◆ YOUR INSTRUCTIONS ◆
Below is a listing; write it out exactly and drop any images from it.
%%
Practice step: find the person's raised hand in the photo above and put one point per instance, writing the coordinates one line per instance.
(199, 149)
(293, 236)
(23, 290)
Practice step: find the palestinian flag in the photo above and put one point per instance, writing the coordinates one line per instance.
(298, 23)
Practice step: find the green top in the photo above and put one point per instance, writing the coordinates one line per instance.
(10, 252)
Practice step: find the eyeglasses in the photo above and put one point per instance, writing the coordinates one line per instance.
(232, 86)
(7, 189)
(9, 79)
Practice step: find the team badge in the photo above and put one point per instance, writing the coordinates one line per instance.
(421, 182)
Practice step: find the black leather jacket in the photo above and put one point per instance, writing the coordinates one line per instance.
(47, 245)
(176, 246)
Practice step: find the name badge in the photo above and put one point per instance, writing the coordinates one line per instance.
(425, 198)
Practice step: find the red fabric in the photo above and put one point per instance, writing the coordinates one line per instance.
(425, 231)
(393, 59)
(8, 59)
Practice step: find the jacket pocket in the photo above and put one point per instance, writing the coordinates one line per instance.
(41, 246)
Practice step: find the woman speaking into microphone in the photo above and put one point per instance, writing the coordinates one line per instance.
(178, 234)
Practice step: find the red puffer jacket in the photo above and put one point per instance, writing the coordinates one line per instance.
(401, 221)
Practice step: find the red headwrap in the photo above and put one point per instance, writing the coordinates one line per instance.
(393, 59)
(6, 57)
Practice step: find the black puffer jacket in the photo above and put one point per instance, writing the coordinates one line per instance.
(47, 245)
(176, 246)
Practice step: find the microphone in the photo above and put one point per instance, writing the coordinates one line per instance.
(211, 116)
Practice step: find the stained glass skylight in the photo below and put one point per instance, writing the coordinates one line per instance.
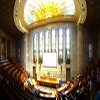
(39, 10)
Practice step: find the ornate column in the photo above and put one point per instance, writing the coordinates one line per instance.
(80, 48)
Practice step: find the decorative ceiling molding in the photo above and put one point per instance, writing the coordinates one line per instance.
(17, 19)
(79, 17)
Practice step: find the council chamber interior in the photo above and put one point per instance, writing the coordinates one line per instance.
(55, 51)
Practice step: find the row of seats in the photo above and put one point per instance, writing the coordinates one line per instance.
(11, 81)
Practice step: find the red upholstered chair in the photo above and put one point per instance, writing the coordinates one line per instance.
(68, 82)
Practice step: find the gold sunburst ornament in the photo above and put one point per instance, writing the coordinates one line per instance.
(37, 10)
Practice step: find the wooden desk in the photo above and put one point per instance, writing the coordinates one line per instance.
(75, 84)
(48, 80)
(61, 89)
(47, 95)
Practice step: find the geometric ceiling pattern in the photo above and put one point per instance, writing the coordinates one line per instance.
(39, 10)
(7, 20)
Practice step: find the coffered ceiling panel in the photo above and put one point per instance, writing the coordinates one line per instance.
(6, 18)
(7, 21)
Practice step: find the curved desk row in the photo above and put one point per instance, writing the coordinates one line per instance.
(48, 80)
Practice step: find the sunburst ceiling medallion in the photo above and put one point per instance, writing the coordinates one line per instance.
(39, 10)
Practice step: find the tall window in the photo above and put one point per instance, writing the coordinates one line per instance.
(60, 46)
(46, 41)
(3, 48)
(90, 50)
(67, 51)
(8, 49)
(34, 48)
(40, 47)
(53, 41)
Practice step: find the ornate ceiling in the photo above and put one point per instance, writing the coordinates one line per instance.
(7, 21)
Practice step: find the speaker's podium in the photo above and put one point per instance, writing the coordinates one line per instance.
(48, 80)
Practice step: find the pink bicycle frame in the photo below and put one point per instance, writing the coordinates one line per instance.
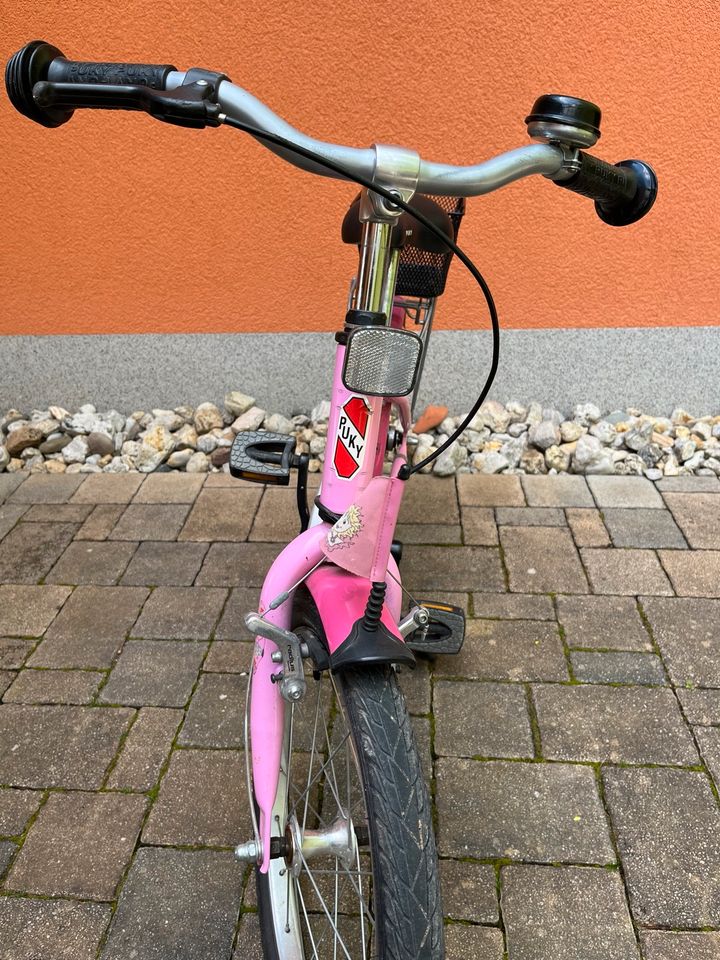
(357, 435)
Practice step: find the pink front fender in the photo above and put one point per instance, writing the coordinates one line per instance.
(341, 598)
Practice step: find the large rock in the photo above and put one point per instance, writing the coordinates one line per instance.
(55, 442)
(25, 436)
(277, 423)
(46, 425)
(557, 459)
(490, 462)
(238, 403)
(591, 457)
(570, 430)
(87, 421)
(492, 414)
(207, 417)
(430, 418)
(101, 443)
(447, 463)
(533, 461)
(186, 437)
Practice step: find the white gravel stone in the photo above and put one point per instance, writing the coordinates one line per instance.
(76, 451)
(168, 418)
(251, 419)
(207, 417)
(448, 461)
(591, 457)
(156, 446)
(277, 423)
(237, 403)
(586, 413)
(544, 434)
(198, 463)
(207, 443)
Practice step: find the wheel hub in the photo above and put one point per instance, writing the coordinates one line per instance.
(338, 840)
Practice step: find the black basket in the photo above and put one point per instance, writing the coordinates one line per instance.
(423, 274)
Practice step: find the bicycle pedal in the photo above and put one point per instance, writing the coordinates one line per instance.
(262, 457)
(445, 632)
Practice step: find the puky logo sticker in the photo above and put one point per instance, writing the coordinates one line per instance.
(346, 529)
(351, 438)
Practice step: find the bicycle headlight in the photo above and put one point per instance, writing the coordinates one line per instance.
(382, 361)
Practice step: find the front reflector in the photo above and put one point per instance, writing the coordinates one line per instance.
(381, 361)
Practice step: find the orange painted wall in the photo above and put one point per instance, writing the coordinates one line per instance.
(115, 223)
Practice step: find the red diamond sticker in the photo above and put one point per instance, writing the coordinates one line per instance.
(350, 445)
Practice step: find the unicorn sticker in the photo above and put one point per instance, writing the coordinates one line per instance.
(346, 529)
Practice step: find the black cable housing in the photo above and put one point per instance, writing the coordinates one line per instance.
(406, 471)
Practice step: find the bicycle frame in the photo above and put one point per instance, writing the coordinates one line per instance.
(355, 453)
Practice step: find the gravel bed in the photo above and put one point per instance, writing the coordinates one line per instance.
(502, 438)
%%
◆ SOLUTION FOR THIS PROBLEM ◆
Practice step: find the person's raised hand in the photo above and put one point per instance, writing the coordinates one line per instance.
(199, 149)
(293, 236)
(23, 290)
Practice step: find the palestinian flag in the photo above and put one point per instance, writing the coordinates one line per instance.
(298, 23)
Practice step: find the green top in the photo above and put one point per instance, writing the coordinates one line per instance.
(10, 252)
Practice step: find the eyeglasses in the photo above and put one point per instance, writing the coordinates one line per instance.
(232, 86)
(7, 189)
(9, 79)
Practice step: find the team badge in the photo above and put one point per instance, writing the coordinates one line per instance.
(421, 182)
Practice step: find the black leather jacket in the photo above and put one point per instance, writing the coordinates one line per instance.
(47, 245)
(176, 246)
Practice step: find the name badge in the photo above and put one point per instance, writing the coordinates one line per instance.
(425, 198)
Practice step: find the red fabric in the photo above and put one point per instance, writing the coordinates one line per instance.
(425, 231)
(393, 59)
(8, 59)
Practice step: find the jacket pocket in the photo above and put one point per instance, writing the coordinates one line per instance.
(41, 246)
Practice step: find the woman speaking into microphone in the photo above and put one point per instance, writing the coordinates one line per instance.
(178, 234)
Practice step: find the red puffer jacket in the photo above and put one point per instance, writing the coordinates one line per instance.
(401, 221)
Practice step: find the red headwrap in the photo above and put one point per instance, writing the coordinates one line per instance.
(393, 59)
(6, 57)
Practice step: find the black puffer jacket in the photo above and put one point per instance, writing the coordinates one line per instance.
(47, 245)
(176, 246)
Practice step: find the microphone in the photo above and put one point per instance, writing the coordinates one line per instance.
(211, 116)
Practice step: find the stained glass skylight in the photo below and put one point per instance, writing the coordinates one line per instance.
(39, 10)
Practice step: find the ornate column in the photo above and put one point per instance, writing the coordinates one line per instance.
(80, 48)
Practice step: find the decorative ceiling molding in the photo above and put one point per instance, writing the coordinates one line per instance.
(17, 19)
(79, 17)
Practice step: find the council chamber interior in the photo above and put one point per instance, writing the coordinates one line per instance.
(55, 51)
Practice step: find the row of seats in the photo above and put one point per instance, writing the coordinates one line per instance.
(11, 81)
Practice step: find the red upholstered chair in the photo above and put one point per instance, writing the coordinates one line per instance.
(68, 82)
Practice step: find the gold sunburst ornament in the photo above and put one point per instance, writing the coordinates one line per instance.
(37, 10)
Practice step: find the wooden desk in the photo above and put one point per instance, writing the coordinates one line per instance.
(75, 84)
(48, 80)
(61, 89)
(47, 95)
Practice step: find the geometric ceiling pattern in the photo above and put one point per instance, writing the coordinates one line per instance.
(39, 10)
(7, 20)
Practice step: find the coffered ceiling panel in the photo above and put one point per instance, writing the coordinates one line per instance.
(6, 18)
(7, 21)
Practice step: find the curved desk row in the photo above and put one point per instance, writing the coordinates one line per instance.
(48, 80)
Practice step: find the sunburst ceiling medallion in the photo above and put one point per instance, writing the coordinates one line per instance.
(39, 10)
Practice step: find the tall window in the photo above and put one point per instance, writing the coordinates one line per instance.
(60, 46)
(46, 41)
(3, 48)
(90, 50)
(67, 51)
(8, 49)
(34, 48)
(40, 47)
(53, 41)
Practice step: find the ornate ceiling in the photo above and put one point per instance, writing the coordinates one line per instance.
(7, 21)
Practice step: find the speaker's podium in the photo above and put one point per instance, writing the coordinates one line per instance.
(48, 80)
Practice step: find the pink bicycle frame in the photo below and put one point per instance, writing the coordinates one line per instance.
(357, 435)
Practice step: find the pink front fender in the photo above and put one point per instance, writing the coordinates one line per instance.
(341, 598)
Practice step: find the large rock in the photo above and put one point per instance, writing the coordinates one line per instance.
(55, 442)
(25, 436)
(277, 423)
(46, 425)
(557, 459)
(490, 462)
(238, 403)
(591, 457)
(570, 430)
(87, 421)
(492, 414)
(207, 417)
(430, 418)
(101, 443)
(447, 463)
(533, 461)
(186, 437)
Practice step: find the white gravel stone in the photo above and put one point per instance, writing the coordinates one line per instance.
(76, 451)
(168, 418)
(251, 419)
(207, 417)
(448, 461)
(591, 457)
(156, 446)
(277, 423)
(237, 403)
(586, 413)
(544, 434)
(198, 463)
(207, 443)
Practice step: find the wheel hub in the photo above and put one point per instance, writing the coordinates one line per instance.
(338, 840)
Practice step: find the black basket in the photo above and put one point per instance, writing the coordinates one line per instance.
(423, 274)
Practice step: find the bicycle pedal in the photo above and put one point per instance, writing the coordinates one line per instance.
(262, 457)
(445, 632)
Practice step: find the puky logo sticker in the photo above and put one point per instance, writing the coordinates one line per instance.
(346, 529)
(351, 438)
Practice step: find the bicycle headlight in the photo above and put one point per instance, writing the coordinates one line per instance.
(382, 361)
Practice step: find the front reflector in the photo above and put one point per instance, writing the coordinates one line per instance.
(381, 361)
Practice step: find the orange painted wall in the photo above and put one point per instance, writing the coordinates one line per instance.
(115, 223)
Practice step: find the red diamond sticker in the photo above and put one point per instance, writing the coordinates one line per instance.
(350, 445)
Practice step: find the unicorn sticker in the photo above and put one point per instance, writing the coordinates one line per instance.
(346, 529)
Practice step: find the black cable housing in the photo above and put one point per instance, writing the coordinates one line per instance.
(406, 471)
Practice step: find the bicycle frame in the photo above and put one point per instance, writing the coordinates one line per instance.
(355, 453)
Practice step: find the gravel bed in the photo above and put one point per instance, writing the coordinates one line per instance.
(502, 438)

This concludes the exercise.